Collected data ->
== Segment start ==
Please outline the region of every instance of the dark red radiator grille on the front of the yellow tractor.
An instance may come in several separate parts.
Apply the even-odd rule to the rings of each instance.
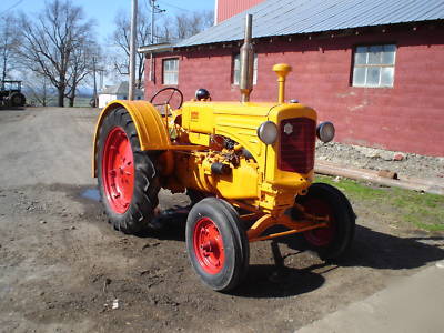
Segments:
[[[316,123],[307,118],[281,121],[278,168],[282,171],[307,173],[314,167]]]

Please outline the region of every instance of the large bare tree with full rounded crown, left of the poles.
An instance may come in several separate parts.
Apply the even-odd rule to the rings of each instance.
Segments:
[[[91,30],[92,22],[84,19],[82,8],[68,0],[47,2],[34,20],[21,16],[20,57],[28,69],[46,77],[57,89],[59,107],[64,104],[74,54],[91,41]]]

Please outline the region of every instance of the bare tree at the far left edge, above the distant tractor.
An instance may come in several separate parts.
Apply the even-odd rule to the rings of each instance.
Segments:
[[[16,65],[16,50],[19,46],[17,20],[12,16],[0,19],[0,65],[1,81],[9,77]]]

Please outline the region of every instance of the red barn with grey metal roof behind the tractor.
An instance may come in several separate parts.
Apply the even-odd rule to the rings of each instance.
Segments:
[[[214,27],[140,49],[147,53],[147,98],[172,85],[185,99],[205,88],[213,100],[239,100],[239,48],[251,13],[253,101],[276,100],[271,69],[286,62],[293,68],[286,97],[333,121],[336,141],[444,155],[442,0],[232,2],[216,1]]]

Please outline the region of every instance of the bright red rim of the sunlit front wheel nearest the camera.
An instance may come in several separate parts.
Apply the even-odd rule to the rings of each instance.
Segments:
[[[222,235],[210,218],[202,218],[194,226],[194,254],[209,274],[219,273],[225,261]]]

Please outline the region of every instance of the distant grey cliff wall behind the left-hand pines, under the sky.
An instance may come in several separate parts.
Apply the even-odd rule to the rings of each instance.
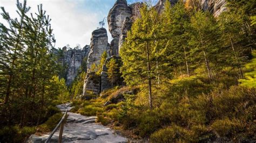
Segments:
[[[66,84],[71,85],[78,74],[78,69],[90,52],[90,46],[86,45],[83,49],[63,47],[62,49],[52,49],[58,59],[57,62],[62,65],[63,71],[59,77],[65,78]]]

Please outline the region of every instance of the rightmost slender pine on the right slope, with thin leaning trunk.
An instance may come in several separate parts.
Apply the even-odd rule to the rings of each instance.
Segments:
[[[228,50],[224,49],[224,61],[230,61],[230,63],[225,64],[231,64],[232,67],[238,68],[239,76],[243,78],[242,63],[246,60],[243,54],[246,51],[246,46],[244,45],[245,35],[241,29],[242,19],[233,12],[224,12],[221,13],[218,23],[222,32],[221,40],[223,41],[223,46],[230,47]],[[227,54],[231,54],[228,60],[226,59]]]

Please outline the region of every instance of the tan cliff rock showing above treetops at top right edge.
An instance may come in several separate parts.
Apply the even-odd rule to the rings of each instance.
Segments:
[[[178,2],[178,0],[169,0],[171,5],[174,5]],[[184,0],[184,2],[188,2],[191,0]],[[162,12],[164,9],[164,3],[166,0],[159,0],[155,5],[155,8],[158,12]],[[226,10],[226,1],[225,0],[199,0],[199,6],[201,10],[210,11],[215,17],[218,17],[221,12]]]

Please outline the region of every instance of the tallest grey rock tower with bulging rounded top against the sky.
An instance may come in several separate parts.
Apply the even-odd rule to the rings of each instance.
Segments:
[[[131,9],[127,5],[126,0],[117,0],[113,8],[110,9],[107,16],[107,22],[109,23],[109,31],[114,38],[111,41],[112,55],[119,55],[118,51],[119,36],[122,34],[122,26],[126,17],[131,17]]]

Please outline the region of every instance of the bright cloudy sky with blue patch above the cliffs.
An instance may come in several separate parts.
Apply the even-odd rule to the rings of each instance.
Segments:
[[[23,2],[23,0],[19,0]],[[127,0],[127,3],[139,0]],[[31,7],[29,13],[37,11],[37,5],[43,4],[46,15],[49,15],[51,27],[56,39],[56,48],[70,45],[81,47],[90,45],[91,33],[99,27],[99,22],[107,17],[116,0],[27,0]],[[17,17],[16,0],[0,0],[0,6],[9,12],[12,18]],[[2,13],[2,10],[0,10]],[[6,25],[2,16],[0,23]],[[104,26],[109,30],[107,22]],[[112,37],[108,32],[109,42]]]

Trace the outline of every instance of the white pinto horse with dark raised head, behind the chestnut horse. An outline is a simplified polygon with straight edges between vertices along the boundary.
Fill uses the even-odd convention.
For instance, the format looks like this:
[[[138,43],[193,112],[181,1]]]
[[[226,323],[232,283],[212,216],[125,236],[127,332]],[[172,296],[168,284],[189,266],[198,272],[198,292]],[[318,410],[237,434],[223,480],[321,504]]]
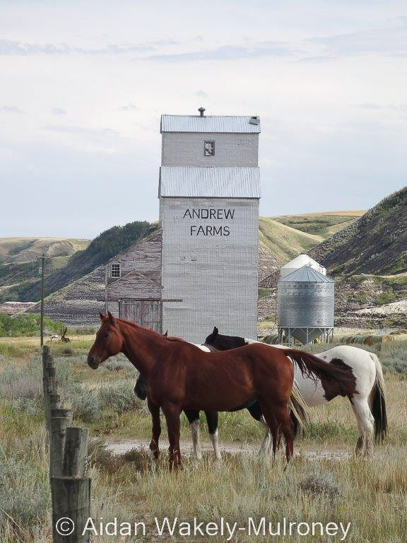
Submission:
[[[217,327],[213,328],[213,332],[205,340],[205,345],[220,351],[254,343],[259,343],[259,341],[219,334]],[[283,345],[271,347],[288,349]],[[364,453],[366,457],[370,456],[373,436],[376,441],[382,441],[387,434],[386,397],[379,358],[374,353],[350,345],[338,345],[316,356],[332,365],[347,368],[348,372],[355,376],[355,392],[348,396],[358,422],[359,437],[355,453],[356,455]],[[294,369],[294,376],[308,407],[325,404],[338,395],[332,388],[332,383],[326,383],[323,379],[312,380],[308,375],[301,373],[298,368]],[[257,416],[254,418],[261,421],[261,408],[259,404],[254,404],[254,406],[257,408]],[[269,432],[267,432],[261,449],[268,447],[269,436]]]

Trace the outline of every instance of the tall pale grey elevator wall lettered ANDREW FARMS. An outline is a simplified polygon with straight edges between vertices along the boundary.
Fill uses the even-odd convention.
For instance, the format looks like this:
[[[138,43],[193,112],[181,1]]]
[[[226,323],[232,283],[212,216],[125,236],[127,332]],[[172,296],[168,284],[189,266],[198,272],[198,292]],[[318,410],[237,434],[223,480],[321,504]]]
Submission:
[[[229,210],[229,217],[189,217],[201,209]],[[216,325],[223,334],[256,337],[258,220],[258,199],[160,199],[163,298],[182,299],[163,302],[169,334],[201,342]]]

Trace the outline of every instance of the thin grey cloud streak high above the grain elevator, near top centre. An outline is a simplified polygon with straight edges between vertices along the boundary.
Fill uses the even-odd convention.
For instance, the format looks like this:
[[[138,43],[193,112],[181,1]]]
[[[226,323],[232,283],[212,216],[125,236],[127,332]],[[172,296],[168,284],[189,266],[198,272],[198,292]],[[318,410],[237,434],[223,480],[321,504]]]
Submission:
[[[160,62],[191,62],[198,60],[237,60],[255,59],[261,57],[284,57],[295,51],[281,42],[268,42],[268,45],[242,47],[237,45],[221,45],[216,49],[201,49],[198,51],[152,54],[146,60]]]

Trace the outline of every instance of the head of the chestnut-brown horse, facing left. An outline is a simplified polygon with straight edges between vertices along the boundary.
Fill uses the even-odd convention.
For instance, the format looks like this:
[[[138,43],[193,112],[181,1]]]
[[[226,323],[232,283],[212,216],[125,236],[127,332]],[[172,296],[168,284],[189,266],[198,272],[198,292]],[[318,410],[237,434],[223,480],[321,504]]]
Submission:
[[[122,350],[124,338],[119,326],[110,311],[106,315],[99,313],[102,324],[96,333],[93,346],[88,354],[88,365],[93,370],[98,369],[99,364],[110,356],[119,354]]]

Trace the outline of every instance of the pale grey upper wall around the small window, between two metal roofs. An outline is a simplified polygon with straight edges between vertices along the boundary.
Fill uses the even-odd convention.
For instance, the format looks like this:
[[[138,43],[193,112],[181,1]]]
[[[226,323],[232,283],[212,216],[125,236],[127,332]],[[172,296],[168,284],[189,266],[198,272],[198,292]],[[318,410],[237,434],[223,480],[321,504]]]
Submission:
[[[204,141],[215,141],[215,156],[204,156]],[[259,134],[165,132],[163,166],[256,166]]]

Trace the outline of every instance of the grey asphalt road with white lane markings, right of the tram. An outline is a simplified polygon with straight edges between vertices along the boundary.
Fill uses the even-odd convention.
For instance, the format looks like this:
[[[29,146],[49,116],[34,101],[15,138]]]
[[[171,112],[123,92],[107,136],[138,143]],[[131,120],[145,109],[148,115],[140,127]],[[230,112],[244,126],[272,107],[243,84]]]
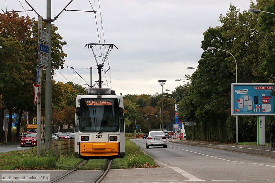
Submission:
[[[144,139],[132,139],[161,168],[110,170],[104,182],[274,182],[275,159],[169,140],[168,148],[145,148]],[[222,146],[221,146],[222,147]],[[251,149],[252,150],[252,149]]]

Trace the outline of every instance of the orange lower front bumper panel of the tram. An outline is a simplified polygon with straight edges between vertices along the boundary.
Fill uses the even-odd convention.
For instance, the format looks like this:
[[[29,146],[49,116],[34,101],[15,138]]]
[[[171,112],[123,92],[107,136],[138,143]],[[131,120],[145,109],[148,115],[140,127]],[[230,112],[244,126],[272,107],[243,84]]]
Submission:
[[[119,142],[79,142],[81,156],[117,156]]]

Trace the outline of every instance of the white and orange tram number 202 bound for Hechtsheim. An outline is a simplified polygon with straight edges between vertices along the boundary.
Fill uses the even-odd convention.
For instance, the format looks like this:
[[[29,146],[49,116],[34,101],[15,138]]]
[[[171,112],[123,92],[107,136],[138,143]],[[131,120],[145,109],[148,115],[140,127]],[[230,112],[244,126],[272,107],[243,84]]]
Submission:
[[[122,94],[109,88],[89,88],[77,95],[75,109],[75,155],[107,157],[125,155]]]

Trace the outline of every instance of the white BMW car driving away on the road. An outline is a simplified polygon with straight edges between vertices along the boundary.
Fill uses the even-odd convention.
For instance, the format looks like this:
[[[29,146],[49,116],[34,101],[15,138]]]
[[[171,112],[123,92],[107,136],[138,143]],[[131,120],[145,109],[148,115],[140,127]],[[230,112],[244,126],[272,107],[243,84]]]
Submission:
[[[148,137],[145,139],[145,145],[149,146],[163,146],[167,148],[167,139],[163,131],[149,131]]]

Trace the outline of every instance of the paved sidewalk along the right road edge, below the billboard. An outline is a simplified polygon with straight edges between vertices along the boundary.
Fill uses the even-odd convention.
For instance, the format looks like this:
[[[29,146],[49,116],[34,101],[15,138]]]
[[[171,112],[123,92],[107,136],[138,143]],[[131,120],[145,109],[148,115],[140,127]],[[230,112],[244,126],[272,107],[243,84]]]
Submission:
[[[169,139],[168,142],[275,158],[275,150],[271,150],[270,145],[221,144],[217,142],[186,140],[185,138],[182,138],[181,140],[179,138]]]

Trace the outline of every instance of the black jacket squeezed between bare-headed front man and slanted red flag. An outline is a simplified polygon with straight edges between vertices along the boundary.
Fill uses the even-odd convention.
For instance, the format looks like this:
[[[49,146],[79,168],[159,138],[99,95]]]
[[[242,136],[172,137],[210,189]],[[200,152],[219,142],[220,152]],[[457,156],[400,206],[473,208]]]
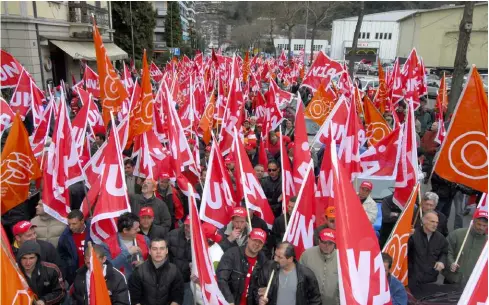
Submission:
[[[185,238],[184,227],[180,227],[167,234],[168,258],[171,263],[178,267],[185,283],[190,281],[190,267],[192,262],[192,250],[190,248],[190,239]]]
== Segment end ==
Action item ->
Looking at the data above, report how many of its lines include the word "rounded". The number alone is the answer.

Response to the task ->
2